→ Required work
Every entry below should be copied exactly, minus the pictures.

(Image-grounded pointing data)
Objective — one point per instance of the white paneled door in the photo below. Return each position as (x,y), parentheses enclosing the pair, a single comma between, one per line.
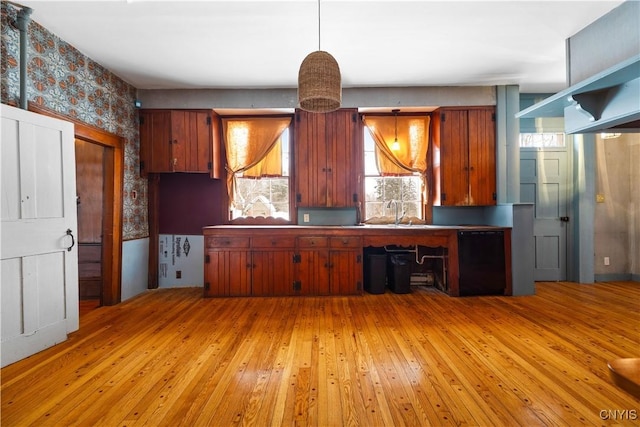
(39,259)
(543,181)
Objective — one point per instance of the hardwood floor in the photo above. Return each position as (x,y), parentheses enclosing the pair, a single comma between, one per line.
(170,357)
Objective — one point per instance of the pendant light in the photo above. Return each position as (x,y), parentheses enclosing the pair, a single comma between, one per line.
(319,84)
(395,146)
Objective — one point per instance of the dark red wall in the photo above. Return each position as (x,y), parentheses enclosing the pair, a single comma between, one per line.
(189,202)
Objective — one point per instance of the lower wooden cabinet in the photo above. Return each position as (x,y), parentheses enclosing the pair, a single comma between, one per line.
(282,265)
(273,272)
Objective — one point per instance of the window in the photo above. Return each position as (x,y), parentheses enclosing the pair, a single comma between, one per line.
(258,160)
(264,195)
(541,140)
(405,187)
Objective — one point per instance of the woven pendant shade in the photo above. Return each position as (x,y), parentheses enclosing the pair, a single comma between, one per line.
(319,83)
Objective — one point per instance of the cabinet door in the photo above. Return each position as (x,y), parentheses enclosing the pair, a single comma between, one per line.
(482,157)
(345,271)
(227,273)
(191,141)
(155,141)
(272,273)
(344,157)
(310,159)
(454,158)
(467,157)
(312,272)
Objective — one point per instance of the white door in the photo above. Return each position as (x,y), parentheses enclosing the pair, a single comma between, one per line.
(543,181)
(39,262)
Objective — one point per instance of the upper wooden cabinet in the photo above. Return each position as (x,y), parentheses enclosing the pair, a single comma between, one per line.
(180,141)
(328,158)
(464,142)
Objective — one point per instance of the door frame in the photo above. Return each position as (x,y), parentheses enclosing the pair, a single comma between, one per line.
(113,201)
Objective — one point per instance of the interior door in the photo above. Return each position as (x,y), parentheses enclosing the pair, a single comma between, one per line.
(543,182)
(90,171)
(39,259)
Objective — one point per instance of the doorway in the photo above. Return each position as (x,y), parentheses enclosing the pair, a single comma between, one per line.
(544,182)
(112,153)
(90,208)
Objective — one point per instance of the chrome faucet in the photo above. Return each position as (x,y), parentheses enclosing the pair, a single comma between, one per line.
(395,204)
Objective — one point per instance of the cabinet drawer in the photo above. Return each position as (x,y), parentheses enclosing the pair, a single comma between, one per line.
(346,242)
(313,242)
(273,242)
(227,242)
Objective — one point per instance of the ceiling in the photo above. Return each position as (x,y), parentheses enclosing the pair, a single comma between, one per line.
(260,44)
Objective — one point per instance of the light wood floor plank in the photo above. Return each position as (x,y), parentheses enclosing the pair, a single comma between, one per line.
(169,357)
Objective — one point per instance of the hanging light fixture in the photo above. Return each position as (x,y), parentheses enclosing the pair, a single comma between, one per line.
(319,85)
(395,146)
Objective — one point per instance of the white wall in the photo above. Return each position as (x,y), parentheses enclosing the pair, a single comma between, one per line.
(135,267)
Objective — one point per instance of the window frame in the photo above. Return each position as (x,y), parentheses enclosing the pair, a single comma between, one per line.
(226,201)
(425,178)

→ Answer
Objective — one point per instance of the white paneled door in the photo below. Return each position as (x,y), parentheses enclosing the pair, a single comma between, one per line.
(39,259)
(543,181)
Objective — one point per instance of the hardwood floor in the photo above. Return each position as (x,y), parentheses enclosing the pair, a single comma between, one per line.
(170,357)
Objective — one point per instance of the pendant light in the photo above. Return each position as (x,y), parentheses enclosing the pair, a single comma between, one per line.
(319,84)
(395,146)
Objective — one point per instance of the dark red wall in the photo above. Return each position as (x,y), parentheses enclosing the pair, a single comma between, one per line.
(189,202)
Objective — one point per instance of the lower wooden cabinet in the photo above. Return each position as (x,y), parentheses enclosing the pair, a single comma between, one per line.
(282,265)
(273,272)
Objective — one point per instance of the window in the photo above. Return each position as (x,y), parentheses enclosing the pair, a single comma between, one per line.
(258,160)
(264,195)
(541,140)
(405,187)
Objective — one point per instance of the woven pendant shade in the photo above. Return each position as (x,y), parentheses enclosing the pair, a single comma between, one per line.
(319,83)
Objective — one point per instance of the cabinet door in the photo above. Return each position as (x,y), parentheses enclosing the pair, a single comma between, one per line.
(482,157)
(345,271)
(227,273)
(191,141)
(155,141)
(272,273)
(344,157)
(310,159)
(454,158)
(467,157)
(312,272)
Objective — one point per instance of the white door in the photo above. Return each position as (x,y), parentheses enclosing the pair, a single comma between, one per line.
(543,181)
(39,262)
Objective — one point per instance of the upper wooden cabinet in the photo above. Return each position as (x,y), parentheses enclosing the pair, a single comma between, one per line.
(180,141)
(328,158)
(464,142)
Objective — one point per instance of the door frame in the photo above. Return each position as (x,y), parentheses enclosing the pair, a single comma between, one per line.
(113,201)
Objective — one point per instance of the interior door in the photo above. Return each position as (x,y), parentheses enclosing the pair, a single comma between, one per line.
(543,182)
(90,171)
(39,259)
Objective — one point per instance of the doorway in the photo above. Return each position as (x,y), parentheses enclosing the pair, a single comma between, one per line.
(544,182)
(112,153)
(90,208)
Objective — one point per instance of the chrome faucet in the photo above. Return each position as (x,y), parentheses enclosing the pair, a single comma between, one per line.
(395,204)
Objective — one point per instance of the cabinet drawer in the photo above. Return each position as (x,y), parentheses enclosing the pair, a single comma between, one per line.
(346,242)
(313,242)
(273,242)
(227,242)
Objective — one point per instance of the ceiling in the photo above. Return each position as (x,y), parentheses enclosing the pair, a single comma between, one per line.
(260,44)
Objective — one point per instance of the light wood floor plank in the photo above. Return each position as (x,y), parentheses enclosing the pair, a single comma between, one per line.
(169,357)
Objective — one point per instance of the hanging light fixture in the photo above. Return each position as (x,y), parentheses enclosing the pair, a single comma between, one per line.
(319,85)
(395,146)
Objective — one point per instance of the white wall in the photo above. Return each position as (x,y), parentheses enclosing the pair, a single comma between, one per line.
(135,267)
Objective — one point per instance of the window frame in the photo above. Return each position as (x,y), parentheses enclosing the pair, a single comma between, one per line.
(226,201)
(425,178)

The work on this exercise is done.